***** READING TEXT *****

OpenHistoricalMap currently provides a mechanism for attaching images of objects to the objects, and this mechanism is quite effective. However, there is an apparent need for a way to handle images that show general viewscapes as distinct from images of specific objects. This proposals describes a generalized mechanism that can be extended to handle a variety of images.

Tagging Example

Create a node at the latitude & longitude where the image was made. Then use these these tags to specify the details of the image.

viewpoint=image

image:1=http://www.example.com/some_image_or_other.jpg

image:1:caption=My image which is all mine

image:1:license=CC0

compass_direction=90 degrees

no more is needed for most cases. you can additionally specify the height at which the camera was positioned,

height=1.8 meters

and other parameters like focal length, although those are rarely used and currently not supported. Wikimedia Commons is a great place to upload images to if you wish to use a permissive license.

Camera Models

Camera Modeling as practiced by Photogrammeters and others involves a 7 parameter model to describe images that correspond to pinhole cameras. Most cameras in normal use correspond to the pinhole model. These parameters consist of 3 parameters describing translations from some origin point to the physical location of the camera, 3 parameters describing how the camera is rotated into its position, and one parameter describing the relationship between the focal length and the image size. It is fairly easy to use this model, with well chosen defaults, as the basis for a tagging scheme which is easy to use but still quite capable.

***** RECORDS PROVIDED *****

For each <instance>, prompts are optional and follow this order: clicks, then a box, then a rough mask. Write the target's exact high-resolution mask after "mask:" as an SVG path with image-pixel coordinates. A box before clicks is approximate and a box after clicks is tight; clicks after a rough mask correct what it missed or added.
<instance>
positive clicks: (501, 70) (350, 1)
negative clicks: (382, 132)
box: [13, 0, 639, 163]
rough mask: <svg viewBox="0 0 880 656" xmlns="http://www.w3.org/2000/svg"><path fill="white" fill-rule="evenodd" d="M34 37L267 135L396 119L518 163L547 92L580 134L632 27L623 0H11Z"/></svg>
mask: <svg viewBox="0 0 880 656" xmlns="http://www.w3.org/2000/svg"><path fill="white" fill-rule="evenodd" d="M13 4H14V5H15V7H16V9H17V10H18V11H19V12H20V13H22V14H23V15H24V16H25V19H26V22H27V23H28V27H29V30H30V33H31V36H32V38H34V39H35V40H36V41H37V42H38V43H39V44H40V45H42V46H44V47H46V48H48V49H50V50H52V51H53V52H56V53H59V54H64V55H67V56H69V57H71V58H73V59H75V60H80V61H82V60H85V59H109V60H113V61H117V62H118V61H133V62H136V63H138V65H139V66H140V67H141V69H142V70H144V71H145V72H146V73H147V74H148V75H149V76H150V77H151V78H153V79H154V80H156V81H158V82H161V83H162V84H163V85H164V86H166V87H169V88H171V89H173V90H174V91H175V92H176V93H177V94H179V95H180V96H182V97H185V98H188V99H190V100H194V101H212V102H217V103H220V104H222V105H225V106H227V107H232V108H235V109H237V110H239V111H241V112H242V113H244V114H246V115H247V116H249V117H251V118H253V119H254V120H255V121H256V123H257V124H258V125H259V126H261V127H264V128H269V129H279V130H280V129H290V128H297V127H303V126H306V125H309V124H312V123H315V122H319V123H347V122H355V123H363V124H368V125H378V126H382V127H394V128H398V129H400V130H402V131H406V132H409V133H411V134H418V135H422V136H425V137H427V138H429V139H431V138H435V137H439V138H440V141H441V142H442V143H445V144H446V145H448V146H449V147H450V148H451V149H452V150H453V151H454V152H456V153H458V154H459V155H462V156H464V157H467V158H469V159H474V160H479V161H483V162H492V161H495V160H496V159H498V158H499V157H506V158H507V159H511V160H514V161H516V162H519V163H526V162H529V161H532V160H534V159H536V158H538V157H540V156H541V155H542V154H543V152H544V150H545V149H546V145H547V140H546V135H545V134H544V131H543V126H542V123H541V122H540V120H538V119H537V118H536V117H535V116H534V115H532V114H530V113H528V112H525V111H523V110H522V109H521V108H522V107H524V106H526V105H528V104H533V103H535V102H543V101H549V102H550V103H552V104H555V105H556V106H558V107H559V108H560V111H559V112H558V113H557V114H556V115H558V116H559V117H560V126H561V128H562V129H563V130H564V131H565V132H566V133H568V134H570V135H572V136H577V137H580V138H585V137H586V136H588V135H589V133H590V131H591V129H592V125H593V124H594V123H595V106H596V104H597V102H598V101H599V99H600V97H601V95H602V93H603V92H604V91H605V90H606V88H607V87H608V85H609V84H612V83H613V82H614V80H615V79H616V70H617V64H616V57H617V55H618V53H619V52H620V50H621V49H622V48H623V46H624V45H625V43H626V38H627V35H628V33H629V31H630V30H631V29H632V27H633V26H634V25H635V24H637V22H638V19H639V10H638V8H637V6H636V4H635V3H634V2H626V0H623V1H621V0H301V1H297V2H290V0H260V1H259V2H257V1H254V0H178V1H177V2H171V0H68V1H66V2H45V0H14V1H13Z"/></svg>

*****

* [WORK TO COMPLETE]
[a] Answer these questions about the OpenHistoricalMap image proposal.
(i) Where should the node be created?
(ii) What license value does the tagging example give for image:1?
(iii) How many parameters does the camera model used by photogrammeters involve?
[b] Extend the OpenHistoricalMap image proposal past its final sentence with the next passage.

* [TASK-BY-TASK OUTPUTS]
[a]
(i) At the latitude and longitude where the image was made.
(ii) CC0
(iii) 7

[b]
Translations

Conceptually these are very easy to handle. A node in OpenHistoricalMap/OpenStreetMap already has a latitude and longitude reflecting a location in space; this is sufficient. A height parameter representing a translation on the z axis should be handled, with a default corresponding to an average human's eye level as that is most likely where they are holding a camera - or in the case of an old postcard, looking while they create the illustration.

Rotations

Conventionally, photogrammters use the 3 [Angles], with the names ω, φ, and κ (other greek letters are used in other contexts.) The default camera is aimed at the ground. The first angle rotates around the X-Axis (latitude lines) and setting ω to 90 degrees produces a camera aimed north. φ then rotates around the vertical axis, and finally κ will take care of any tilt to the camera. Practically, a default of 90 degrees for ω and having the user set φ to the compass direction will take care of the vast majority of cases, so ω and κ can default most of the time.

Focal Length

The "normal" focal length conventionally defaults to a the view of the mark 1 human eyeball. The 50mm lens commonly considered "normal" for 35mm film cameras is actually slightly telephoto. The default focal length needs to be expressed as a ratio to the size of the image plane (negative size in conventional film cameras) and should be slightly higher than 1. Many digital cameras will include enough EXIF data to compute this precisely, but older imagery and (for example) postcard illustrations will not. But a default of "normal" will work for much of that.

The Model

An OSM node will carry the physical location of the camera. A height tag with a default of average eye level will handle the vertical position.

The three angles will all be settable, but sound defaults means that only the compass direction of the line of sight really needs to be set. The tag for this might just be "compass".

Focal length, again, can be computed from EXIF data or supplied manually if it is deviates from norms.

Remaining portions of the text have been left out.